→ EXERCISE BRIEF:
How many lines in the records below contain the word "metal"? Reply with the number alone.

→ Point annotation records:
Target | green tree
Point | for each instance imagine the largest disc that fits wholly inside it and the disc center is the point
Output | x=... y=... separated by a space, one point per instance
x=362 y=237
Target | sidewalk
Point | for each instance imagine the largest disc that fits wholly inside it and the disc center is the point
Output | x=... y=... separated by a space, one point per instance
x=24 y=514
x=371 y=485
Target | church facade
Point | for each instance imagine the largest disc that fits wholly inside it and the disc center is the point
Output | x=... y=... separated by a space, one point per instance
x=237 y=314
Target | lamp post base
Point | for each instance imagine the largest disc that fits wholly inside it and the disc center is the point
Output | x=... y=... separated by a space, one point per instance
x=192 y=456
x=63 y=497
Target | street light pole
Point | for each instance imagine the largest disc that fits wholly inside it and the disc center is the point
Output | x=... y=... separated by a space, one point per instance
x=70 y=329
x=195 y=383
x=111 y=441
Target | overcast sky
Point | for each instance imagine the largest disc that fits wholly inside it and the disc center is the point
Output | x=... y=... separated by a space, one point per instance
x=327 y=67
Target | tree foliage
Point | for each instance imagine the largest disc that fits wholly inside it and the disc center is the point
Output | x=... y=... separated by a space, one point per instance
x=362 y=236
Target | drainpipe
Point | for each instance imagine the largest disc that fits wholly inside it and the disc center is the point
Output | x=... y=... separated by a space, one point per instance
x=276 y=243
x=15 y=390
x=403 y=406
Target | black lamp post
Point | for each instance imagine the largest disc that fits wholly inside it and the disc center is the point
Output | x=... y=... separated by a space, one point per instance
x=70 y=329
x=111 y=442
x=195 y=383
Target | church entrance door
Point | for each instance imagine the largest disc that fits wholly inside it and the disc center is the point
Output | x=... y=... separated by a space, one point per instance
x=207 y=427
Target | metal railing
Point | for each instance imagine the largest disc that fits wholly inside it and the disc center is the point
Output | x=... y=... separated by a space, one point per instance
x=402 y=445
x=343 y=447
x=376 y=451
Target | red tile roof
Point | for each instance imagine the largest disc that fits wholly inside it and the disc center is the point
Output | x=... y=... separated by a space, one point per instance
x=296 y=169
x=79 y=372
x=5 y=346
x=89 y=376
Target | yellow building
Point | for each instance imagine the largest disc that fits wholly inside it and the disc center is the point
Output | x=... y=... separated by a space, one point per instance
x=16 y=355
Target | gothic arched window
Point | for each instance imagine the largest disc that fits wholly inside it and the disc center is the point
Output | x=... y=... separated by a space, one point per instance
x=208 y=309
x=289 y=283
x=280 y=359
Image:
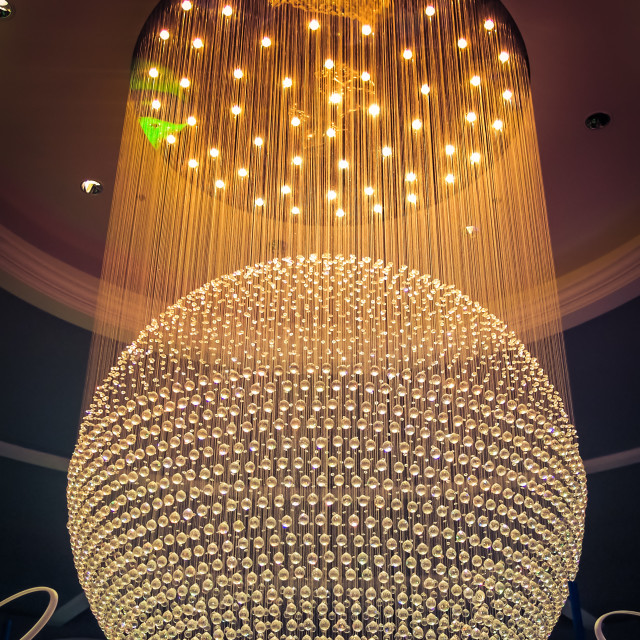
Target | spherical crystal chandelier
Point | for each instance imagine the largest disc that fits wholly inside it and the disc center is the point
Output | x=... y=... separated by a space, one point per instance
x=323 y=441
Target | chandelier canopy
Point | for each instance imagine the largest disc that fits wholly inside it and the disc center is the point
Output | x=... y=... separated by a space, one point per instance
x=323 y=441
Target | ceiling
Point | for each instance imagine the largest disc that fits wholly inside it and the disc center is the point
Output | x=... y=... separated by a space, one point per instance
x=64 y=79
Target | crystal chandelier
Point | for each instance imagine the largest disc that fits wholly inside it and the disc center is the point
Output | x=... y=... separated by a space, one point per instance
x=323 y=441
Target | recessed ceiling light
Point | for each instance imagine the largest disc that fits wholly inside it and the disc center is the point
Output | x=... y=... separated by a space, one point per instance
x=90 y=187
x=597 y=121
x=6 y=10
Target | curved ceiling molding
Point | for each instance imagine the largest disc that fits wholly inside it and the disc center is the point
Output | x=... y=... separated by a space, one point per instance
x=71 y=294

--

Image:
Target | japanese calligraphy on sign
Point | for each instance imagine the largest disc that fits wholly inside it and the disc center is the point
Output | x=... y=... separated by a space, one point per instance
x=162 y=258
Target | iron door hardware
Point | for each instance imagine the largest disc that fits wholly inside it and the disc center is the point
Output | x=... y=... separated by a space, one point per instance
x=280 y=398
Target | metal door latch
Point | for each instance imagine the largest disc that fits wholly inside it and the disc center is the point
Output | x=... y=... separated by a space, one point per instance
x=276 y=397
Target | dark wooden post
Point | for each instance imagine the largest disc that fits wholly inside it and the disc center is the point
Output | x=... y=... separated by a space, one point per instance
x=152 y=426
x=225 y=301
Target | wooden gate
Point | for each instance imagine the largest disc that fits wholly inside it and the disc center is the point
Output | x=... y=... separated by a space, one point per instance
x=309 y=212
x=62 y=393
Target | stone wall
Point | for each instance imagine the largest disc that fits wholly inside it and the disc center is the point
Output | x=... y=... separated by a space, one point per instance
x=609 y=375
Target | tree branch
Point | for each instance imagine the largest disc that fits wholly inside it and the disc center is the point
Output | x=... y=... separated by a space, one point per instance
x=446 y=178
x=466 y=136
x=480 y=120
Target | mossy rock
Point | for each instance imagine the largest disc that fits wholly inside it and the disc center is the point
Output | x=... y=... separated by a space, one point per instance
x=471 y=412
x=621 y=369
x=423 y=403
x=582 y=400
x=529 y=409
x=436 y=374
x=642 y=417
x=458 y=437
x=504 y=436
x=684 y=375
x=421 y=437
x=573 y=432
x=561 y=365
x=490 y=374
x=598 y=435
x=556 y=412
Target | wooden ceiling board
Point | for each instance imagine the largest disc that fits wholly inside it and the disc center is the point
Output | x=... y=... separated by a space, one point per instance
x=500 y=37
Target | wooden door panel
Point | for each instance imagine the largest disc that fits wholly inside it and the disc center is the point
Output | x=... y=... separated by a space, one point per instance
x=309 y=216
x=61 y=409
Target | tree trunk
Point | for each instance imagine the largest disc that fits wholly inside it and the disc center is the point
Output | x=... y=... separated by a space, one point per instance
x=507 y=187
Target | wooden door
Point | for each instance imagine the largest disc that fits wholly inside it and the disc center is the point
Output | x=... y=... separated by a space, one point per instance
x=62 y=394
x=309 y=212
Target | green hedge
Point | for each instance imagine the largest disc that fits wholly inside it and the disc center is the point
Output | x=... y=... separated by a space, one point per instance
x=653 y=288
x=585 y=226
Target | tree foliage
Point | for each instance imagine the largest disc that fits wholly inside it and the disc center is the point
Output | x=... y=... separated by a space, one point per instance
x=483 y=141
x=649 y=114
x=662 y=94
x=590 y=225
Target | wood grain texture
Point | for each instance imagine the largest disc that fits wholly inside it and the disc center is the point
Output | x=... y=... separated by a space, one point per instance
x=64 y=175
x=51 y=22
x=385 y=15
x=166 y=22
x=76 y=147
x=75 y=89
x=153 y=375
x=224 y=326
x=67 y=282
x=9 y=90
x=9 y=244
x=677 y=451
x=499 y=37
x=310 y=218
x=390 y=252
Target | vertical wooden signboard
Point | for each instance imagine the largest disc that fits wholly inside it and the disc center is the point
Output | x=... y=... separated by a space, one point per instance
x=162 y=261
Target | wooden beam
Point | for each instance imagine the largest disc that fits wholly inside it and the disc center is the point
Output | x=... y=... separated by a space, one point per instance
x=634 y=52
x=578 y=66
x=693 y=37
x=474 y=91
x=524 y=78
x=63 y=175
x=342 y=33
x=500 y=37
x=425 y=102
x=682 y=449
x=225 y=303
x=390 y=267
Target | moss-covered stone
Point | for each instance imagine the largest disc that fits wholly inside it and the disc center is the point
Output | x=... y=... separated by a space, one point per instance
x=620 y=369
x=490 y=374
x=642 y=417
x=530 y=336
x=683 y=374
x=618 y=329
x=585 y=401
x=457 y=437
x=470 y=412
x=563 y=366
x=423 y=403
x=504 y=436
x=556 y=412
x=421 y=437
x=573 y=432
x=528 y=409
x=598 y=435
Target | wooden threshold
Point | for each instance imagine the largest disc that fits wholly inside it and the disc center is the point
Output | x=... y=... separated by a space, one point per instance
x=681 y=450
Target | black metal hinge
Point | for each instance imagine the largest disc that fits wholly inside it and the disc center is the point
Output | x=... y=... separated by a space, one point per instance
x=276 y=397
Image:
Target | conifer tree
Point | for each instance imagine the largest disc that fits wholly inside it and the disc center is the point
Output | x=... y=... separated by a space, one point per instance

→ FULL ANSWER:
3